EXERCISE INSTRUCTIONS:
Can you print every line of the records, unchanged, from the line containing "Where can the glass" through the final line of the records, including both of those lines?

↓

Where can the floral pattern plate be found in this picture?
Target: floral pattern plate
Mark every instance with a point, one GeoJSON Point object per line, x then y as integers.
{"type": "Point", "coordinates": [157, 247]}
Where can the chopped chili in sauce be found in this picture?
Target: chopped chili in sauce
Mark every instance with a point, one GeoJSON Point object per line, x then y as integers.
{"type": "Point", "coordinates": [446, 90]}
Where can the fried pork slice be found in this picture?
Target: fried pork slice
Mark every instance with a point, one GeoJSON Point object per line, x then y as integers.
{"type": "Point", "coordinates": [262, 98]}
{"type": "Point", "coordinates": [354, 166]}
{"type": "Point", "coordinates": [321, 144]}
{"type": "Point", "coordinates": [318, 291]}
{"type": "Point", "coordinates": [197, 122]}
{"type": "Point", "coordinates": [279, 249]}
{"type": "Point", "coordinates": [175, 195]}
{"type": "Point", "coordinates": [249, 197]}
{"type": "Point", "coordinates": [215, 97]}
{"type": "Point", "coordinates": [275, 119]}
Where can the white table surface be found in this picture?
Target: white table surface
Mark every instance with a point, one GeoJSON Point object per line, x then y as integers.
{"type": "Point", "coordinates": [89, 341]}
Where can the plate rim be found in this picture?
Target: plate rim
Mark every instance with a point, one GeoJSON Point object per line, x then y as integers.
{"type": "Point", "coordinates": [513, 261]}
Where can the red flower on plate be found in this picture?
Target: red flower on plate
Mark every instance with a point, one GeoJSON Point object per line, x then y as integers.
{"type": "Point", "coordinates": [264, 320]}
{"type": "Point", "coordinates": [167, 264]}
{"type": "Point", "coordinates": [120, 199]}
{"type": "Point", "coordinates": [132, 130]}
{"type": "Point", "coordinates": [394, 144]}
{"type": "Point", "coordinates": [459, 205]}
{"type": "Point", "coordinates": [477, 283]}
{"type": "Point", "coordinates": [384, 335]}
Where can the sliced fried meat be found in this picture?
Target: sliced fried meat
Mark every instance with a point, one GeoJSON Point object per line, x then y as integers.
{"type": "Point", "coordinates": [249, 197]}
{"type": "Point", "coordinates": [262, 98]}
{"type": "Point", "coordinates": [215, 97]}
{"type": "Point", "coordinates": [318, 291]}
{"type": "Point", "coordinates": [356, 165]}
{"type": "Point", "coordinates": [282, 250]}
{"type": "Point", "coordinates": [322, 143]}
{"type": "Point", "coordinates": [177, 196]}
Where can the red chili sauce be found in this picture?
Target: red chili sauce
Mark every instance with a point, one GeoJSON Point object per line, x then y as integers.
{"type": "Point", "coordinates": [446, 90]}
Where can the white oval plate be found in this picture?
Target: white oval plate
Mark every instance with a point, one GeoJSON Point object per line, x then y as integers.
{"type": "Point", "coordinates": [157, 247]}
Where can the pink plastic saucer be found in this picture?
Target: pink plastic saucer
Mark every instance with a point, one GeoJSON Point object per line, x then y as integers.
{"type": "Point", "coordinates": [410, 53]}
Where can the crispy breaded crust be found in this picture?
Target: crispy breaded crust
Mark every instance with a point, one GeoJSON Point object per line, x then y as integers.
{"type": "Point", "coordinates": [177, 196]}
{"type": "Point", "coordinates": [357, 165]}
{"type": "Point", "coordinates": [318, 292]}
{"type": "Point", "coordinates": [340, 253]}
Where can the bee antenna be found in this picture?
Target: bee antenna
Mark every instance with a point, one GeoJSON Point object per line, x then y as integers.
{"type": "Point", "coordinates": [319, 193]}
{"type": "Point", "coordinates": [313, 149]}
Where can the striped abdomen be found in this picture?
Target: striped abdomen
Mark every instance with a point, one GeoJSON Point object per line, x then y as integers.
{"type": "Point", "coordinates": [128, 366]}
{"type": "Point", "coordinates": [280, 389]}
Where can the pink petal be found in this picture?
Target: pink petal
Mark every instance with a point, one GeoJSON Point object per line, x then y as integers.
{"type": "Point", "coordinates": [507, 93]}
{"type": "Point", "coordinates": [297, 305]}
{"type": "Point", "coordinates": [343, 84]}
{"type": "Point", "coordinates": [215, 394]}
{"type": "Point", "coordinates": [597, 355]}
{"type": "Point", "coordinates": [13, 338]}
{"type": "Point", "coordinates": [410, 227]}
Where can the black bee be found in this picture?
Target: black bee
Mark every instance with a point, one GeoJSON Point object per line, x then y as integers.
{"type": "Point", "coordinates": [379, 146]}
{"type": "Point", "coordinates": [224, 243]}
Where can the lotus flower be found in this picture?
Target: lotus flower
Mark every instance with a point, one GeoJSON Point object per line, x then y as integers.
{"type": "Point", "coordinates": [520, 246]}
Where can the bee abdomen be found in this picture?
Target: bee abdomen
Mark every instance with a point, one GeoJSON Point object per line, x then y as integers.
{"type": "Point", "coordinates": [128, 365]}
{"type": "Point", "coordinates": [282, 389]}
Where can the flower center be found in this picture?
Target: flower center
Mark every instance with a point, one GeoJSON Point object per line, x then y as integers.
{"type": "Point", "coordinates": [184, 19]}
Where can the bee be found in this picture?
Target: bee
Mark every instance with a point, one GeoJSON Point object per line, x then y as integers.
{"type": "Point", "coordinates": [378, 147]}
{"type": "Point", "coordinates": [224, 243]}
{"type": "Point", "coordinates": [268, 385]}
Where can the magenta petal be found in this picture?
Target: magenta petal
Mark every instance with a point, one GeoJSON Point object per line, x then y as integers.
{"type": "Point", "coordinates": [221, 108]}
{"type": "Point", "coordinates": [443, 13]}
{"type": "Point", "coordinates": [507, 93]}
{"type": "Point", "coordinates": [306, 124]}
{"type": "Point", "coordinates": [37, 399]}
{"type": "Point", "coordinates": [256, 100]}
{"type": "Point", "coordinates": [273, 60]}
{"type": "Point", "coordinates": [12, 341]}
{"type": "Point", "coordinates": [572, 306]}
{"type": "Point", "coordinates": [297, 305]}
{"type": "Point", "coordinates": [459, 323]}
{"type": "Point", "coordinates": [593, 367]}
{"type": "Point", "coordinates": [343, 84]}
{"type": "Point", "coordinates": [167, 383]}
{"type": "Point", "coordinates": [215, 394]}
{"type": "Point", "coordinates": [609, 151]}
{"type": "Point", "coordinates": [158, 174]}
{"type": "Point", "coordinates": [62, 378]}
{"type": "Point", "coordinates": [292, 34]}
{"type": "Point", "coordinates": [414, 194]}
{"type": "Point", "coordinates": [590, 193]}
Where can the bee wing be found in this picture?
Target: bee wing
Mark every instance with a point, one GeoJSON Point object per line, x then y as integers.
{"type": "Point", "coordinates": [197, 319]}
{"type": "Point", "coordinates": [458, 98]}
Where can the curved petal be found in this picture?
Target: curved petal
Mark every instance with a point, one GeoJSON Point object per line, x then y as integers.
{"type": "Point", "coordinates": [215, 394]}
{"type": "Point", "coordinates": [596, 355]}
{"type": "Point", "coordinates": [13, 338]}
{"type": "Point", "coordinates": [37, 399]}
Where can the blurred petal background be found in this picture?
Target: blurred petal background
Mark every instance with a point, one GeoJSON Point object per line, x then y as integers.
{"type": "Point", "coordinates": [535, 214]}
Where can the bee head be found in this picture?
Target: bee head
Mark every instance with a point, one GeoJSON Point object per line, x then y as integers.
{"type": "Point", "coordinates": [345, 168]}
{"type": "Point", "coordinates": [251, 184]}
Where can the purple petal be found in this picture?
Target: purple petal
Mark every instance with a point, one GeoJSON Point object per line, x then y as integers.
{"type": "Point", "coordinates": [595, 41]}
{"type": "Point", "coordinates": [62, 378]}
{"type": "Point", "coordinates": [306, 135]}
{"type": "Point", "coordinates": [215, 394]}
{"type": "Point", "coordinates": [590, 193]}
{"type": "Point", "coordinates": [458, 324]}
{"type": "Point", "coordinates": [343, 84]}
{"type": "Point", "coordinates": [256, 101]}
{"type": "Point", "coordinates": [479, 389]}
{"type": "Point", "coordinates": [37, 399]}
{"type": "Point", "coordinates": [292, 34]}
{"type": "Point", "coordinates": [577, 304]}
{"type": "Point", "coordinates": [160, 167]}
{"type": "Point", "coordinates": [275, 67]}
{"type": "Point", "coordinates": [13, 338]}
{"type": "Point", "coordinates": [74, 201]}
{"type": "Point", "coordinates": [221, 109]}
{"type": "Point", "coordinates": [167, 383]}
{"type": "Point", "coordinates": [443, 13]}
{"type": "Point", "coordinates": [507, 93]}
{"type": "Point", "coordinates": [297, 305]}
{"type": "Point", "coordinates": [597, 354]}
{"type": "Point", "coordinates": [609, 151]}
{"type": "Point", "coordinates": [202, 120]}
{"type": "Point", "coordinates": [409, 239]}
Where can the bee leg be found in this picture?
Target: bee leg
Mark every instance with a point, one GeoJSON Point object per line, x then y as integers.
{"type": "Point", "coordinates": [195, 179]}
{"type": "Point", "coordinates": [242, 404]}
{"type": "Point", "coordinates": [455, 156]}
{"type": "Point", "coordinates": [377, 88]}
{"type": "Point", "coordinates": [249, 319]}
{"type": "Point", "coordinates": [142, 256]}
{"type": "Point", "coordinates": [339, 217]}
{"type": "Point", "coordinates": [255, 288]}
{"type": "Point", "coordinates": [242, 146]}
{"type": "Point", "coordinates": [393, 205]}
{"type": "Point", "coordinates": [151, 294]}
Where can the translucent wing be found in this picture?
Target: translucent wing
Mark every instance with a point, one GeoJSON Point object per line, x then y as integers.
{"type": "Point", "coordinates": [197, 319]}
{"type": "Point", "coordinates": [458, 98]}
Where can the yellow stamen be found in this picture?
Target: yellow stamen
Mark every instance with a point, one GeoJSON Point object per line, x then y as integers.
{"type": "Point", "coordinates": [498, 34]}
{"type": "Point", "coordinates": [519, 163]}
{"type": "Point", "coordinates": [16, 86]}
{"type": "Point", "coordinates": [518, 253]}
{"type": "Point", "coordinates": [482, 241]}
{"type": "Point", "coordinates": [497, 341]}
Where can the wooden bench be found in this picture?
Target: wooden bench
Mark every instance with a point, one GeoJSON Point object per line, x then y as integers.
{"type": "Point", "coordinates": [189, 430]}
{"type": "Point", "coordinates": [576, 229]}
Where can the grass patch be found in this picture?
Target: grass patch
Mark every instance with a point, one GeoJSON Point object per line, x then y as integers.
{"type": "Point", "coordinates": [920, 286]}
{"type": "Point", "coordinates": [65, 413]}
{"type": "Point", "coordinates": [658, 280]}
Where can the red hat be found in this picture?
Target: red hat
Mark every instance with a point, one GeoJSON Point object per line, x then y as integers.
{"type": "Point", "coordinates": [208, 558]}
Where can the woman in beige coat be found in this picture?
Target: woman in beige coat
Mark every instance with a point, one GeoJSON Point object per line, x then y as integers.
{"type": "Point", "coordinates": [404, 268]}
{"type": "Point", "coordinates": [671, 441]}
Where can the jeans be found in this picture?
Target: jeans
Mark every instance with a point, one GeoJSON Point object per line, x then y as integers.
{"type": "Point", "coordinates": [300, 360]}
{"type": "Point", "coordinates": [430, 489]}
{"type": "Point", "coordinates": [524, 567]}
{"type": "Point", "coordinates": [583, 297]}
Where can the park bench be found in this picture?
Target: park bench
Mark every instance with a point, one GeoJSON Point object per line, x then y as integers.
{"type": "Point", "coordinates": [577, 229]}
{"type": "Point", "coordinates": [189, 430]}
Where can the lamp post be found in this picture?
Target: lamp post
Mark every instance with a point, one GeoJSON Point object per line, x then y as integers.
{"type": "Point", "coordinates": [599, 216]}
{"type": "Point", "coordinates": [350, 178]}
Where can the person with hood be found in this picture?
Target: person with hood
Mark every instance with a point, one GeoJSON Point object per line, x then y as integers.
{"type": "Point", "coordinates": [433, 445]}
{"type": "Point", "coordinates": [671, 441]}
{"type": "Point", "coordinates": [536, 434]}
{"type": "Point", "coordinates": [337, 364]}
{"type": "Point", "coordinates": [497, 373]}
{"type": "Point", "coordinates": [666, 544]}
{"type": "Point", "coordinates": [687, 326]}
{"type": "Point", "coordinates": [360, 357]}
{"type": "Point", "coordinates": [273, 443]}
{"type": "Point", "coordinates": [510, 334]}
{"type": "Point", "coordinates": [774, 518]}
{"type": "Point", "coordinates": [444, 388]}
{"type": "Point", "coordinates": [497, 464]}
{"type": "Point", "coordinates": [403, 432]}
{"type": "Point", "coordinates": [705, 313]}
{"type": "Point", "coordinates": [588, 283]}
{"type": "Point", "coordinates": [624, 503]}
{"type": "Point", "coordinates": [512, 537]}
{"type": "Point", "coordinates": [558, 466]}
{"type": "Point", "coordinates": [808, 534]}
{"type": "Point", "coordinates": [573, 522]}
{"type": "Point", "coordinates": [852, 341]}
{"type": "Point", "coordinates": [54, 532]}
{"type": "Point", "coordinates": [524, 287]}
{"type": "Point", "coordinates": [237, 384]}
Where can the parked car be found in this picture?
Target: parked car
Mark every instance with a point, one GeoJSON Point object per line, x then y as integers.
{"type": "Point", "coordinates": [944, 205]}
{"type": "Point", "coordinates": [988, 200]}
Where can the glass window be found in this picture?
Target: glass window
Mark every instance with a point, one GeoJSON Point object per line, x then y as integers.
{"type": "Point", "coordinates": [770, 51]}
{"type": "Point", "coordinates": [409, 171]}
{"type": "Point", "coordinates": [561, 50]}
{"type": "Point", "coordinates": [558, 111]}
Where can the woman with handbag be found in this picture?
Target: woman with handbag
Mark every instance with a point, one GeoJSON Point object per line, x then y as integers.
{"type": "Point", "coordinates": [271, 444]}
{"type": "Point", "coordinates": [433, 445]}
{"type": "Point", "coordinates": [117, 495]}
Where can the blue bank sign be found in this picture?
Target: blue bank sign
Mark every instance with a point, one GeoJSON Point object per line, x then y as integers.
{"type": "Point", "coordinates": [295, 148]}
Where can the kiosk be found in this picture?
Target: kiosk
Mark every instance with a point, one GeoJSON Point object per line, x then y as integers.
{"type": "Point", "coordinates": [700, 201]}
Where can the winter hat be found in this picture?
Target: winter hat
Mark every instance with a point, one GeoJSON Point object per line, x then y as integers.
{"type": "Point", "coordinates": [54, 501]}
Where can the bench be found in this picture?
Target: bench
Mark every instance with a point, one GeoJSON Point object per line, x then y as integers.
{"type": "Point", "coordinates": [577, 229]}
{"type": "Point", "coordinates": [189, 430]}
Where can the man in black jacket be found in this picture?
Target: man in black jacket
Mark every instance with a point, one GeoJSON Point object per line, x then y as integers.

↑

PROBLEM SOLUTION:
Where can the glass window be found in this picture?
Target: glass window
Mark every instance with a point, one GeoJSON Point object per line, x then y as integers.
{"type": "Point", "coordinates": [770, 51]}
{"type": "Point", "coordinates": [409, 171]}
{"type": "Point", "coordinates": [561, 50]}
{"type": "Point", "coordinates": [558, 111]}
Where can the woman with handbag be found in this picture?
Target: woman with handbag
Mark every instance with a point, one GeoJSON Point object per line, x then y as integers.
{"type": "Point", "coordinates": [271, 444]}
{"type": "Point", "coordinates": [433, 445]}
{"type": "Point", "coordinates": [117, 495]}
Where can the blue bank sign be found in this picture?
Target: blue bank sign
Mark every instance with a point, one GeoJSON Point object per line, x then y as integers.
{"type": "Point", "coordinates": [295, 148]}
Where can the kiosk be found in this picture?
Target: kiosk
Mark every instance with a point, one GeoJSON Point object per line, x then y as integers.
{"type": "Point", "coordinates": [700, 201]}
Where can the winter hat be found in this picture?
Target: winter hat
Mark every instance with a point, one GeoJSON Point object per line, x then y as integers.
{"type": "Point", "coordinates": [54, 501]}
Where can the bench be found in this picture?
Target: bench
Mark every instance with a point, one GeoJSON Point object per line, x then y as integers.
{"type": "Point", "coordinates": [577, 229]}
{"type": "Point", "coordinates": [189, 430]}
Where can the man in black jacket be found in this picture?
Target: man in black jacket
Mark every instance with a point, one GeoJSON Point object per line, x then y as integers.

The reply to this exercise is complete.